■ Work instructions ■
Write out only the rows from the line holding "to locate wooden" through the line holding "left=52, top=160, right=239, bottom=320", inclusive, substituting "output a box" for "return a box" and keeping everything else the same.

==== Data ====

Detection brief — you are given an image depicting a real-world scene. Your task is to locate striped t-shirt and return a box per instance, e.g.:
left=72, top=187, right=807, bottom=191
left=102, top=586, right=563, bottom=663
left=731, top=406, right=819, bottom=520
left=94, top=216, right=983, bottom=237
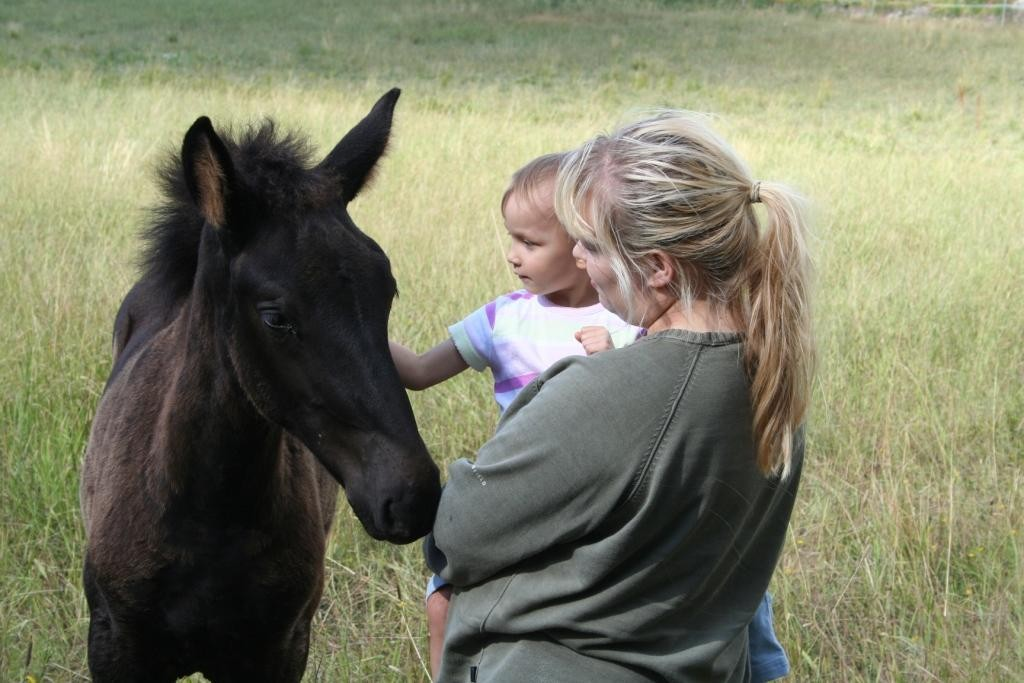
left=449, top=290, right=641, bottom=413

====
==== Data ====

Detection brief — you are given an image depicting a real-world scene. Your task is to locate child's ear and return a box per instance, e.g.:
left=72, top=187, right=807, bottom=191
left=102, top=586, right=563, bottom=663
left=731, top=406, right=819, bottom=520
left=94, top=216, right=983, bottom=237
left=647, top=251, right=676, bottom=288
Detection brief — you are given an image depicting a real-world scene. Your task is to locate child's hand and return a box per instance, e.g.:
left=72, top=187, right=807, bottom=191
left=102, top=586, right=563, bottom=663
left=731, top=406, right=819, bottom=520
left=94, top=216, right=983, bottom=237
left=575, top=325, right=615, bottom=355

====
==== Data ====

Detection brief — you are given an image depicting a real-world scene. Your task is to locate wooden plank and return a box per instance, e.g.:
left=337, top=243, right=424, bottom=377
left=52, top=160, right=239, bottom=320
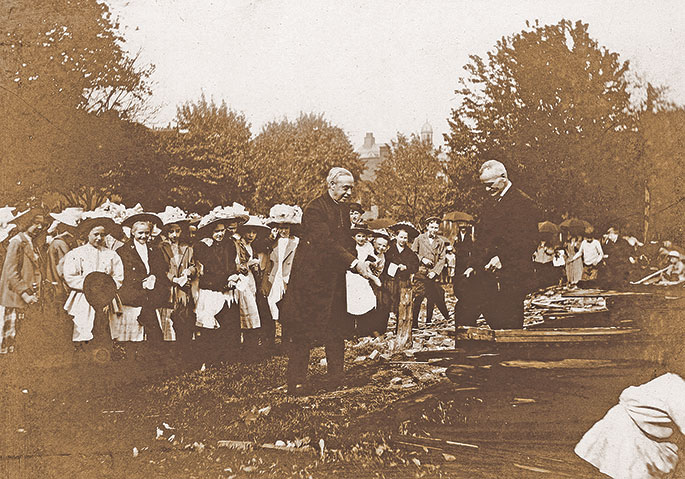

====

■ Solution for this exercise ■
Detection brief — you are given an image depicting a real-world scene. Your task is to locate wooden plank and output a box per instance, e.g.:
left=337, top=243, right=424, bottom=377
left=52, top=160, right=239, bottom=320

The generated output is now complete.